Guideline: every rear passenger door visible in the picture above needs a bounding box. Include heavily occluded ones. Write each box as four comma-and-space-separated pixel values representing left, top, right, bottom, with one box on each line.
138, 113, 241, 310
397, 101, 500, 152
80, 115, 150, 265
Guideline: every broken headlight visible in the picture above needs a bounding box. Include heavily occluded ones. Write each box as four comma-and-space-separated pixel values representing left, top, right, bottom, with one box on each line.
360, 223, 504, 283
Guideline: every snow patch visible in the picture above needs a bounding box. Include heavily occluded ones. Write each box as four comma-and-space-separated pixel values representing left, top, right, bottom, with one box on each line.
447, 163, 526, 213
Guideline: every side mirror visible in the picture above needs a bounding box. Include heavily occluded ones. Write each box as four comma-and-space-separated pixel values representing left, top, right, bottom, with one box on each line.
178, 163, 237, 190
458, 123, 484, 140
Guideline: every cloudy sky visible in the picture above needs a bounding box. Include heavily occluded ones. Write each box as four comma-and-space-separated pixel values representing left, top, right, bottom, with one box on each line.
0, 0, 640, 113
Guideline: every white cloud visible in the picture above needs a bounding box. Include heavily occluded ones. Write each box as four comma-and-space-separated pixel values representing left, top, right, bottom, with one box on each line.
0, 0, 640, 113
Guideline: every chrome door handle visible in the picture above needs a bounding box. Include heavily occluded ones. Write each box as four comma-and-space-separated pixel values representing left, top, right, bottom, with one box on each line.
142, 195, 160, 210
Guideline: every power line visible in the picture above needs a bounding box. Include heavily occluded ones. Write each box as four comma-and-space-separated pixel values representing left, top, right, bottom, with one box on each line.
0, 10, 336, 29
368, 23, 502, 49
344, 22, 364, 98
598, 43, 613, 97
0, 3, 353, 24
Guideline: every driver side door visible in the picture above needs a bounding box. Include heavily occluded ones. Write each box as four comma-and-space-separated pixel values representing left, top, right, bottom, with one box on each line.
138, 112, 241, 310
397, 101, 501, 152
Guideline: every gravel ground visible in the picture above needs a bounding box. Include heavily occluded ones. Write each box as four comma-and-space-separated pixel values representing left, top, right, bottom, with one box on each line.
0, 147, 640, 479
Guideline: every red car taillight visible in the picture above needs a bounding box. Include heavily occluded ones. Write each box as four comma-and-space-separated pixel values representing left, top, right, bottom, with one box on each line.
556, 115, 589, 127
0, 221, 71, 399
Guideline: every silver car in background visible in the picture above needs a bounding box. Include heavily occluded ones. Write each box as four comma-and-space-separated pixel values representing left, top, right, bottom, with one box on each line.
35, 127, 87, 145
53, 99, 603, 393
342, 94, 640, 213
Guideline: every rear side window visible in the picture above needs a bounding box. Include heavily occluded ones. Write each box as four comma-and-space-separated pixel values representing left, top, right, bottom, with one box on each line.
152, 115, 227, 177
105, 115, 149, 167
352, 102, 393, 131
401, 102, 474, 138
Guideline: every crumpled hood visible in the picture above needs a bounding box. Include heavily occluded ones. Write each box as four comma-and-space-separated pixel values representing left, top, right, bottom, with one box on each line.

■ EXERCISE BRIEF
Restate the whole listing exactly.

■ TASK RESULT
Guideline: every rear passenger door visible in the picture above needs a bounding box. Include heavily occluded ones. Write each box as four comma-and-space-separated pixel values representing left, top, right, bottom, with one box on each line.
138, 113, 241, 310
397, 101, 500, 152
80, 115, 150, 265
Guideline: every broken headlight visible in the picture above needs a bounding box. Include heavily occluded ones. Write each box as four comma-and-space-separated pixel values representing left, top, right, bottom, with one box on each line.
360, 223, 504, 283
Guideline: every snow patch visible in the picture above needs a bounding box. Include heavily occluded ones. Write each box as four comma-and-space-separated pixel values representing left, top, right, bottom, with one box on each line.
447, 163, 526, 213
Guideline: every side mirror visible in the picture above needs a bounding box. Include heavily occluded ones. Write each box as four comma-and-space-separated pixel values representing left, top, right, bottom, with one box on each line.
178, 163, 237, 190
458, 123, 484, 140
Guideline: every cloudy sky visible in the picture above needs a bounding box. Include heavily occluded ones. Write each box as four comma-and-space-separated pixel values representing left, top, right, bottom, with one box on each line.
0, 0, 640, 113
Guideline: every white cloud visible in the picture above needs a bounding box. Include heavily occluded ones. Write each box as four comma-and-space-separated pixel values representing left, top, right, bottom, with one box on each line.
0, 0, 640, 113
Guideline: every chrome door handle visible in the picture above needs a bounding box. Include heavily occluded ones. Write each box as four comma-and-space-separated pixel values representing left, top, right, bottom, with one box on each line.
142, 195, 160, 210
Guideline: every power line visible in the picture above needs a bounding box. Include heavily occluded ones. Write each box as four comma-and-space-separated pixel values representing left, top, right, bottom, with one box on each line.
0, 10, 336, 29
368, 23, 502, 49
344, 22, 364, 98
598, 43, 613, 97
0, 3, 353, 24
Guideline: every driver side door visible in the picture above needs a bounding box. Include heavily occluded ones. Write each box as four comma-and-space-separated pixel values representing left, top, right, bottom, with one box on each line.
138, 112, 241, 310
397, 101, 501, 152
Guideline: every gravel ground visible in the picture above needs a bounding box. Include heavily occluded ones. Write each box as four comma-and-space-separated pixel values representing left, top, right, bottom, with one box on each line.
0, 147, 640, 479
Guideline: every red car taillight visible in the picture above needs a bounding box. Include heavily occluded ones. Write each box as four comma-and-space-separated pixel values representing left, top, right, bottom, with one box on each line.
556, 115, 589, 127
0, 221, 71, 399
Guideline: every silver car in background visible in the picture above needs a bounding box. Include heavily occluded ones. Write each box as four comma-and-space-separated pixel values representing left, top, right, bottom, with one box on each line.
35, 127, 87, 145
53, 99, 603, 393
342, 94, 640, 213
Guideline: every rear side window visible in the picture above needs a bounding box. Include heavily occluded ones. Write each box as four comma-and-space-separated pixel values representing left, top, right, bottom, with one box on each line.
152, 115, 227, 177
105, 115, 149, 167
352, 102, 393, 131
401, 102, 474, 138
Guideline: every crumpled hood visible in the picture above needs a bounding box. Include heavily occluded ones. Write each box as four comma-and-space-separated pixel values representing left, top, right, bottom, with one box on each line.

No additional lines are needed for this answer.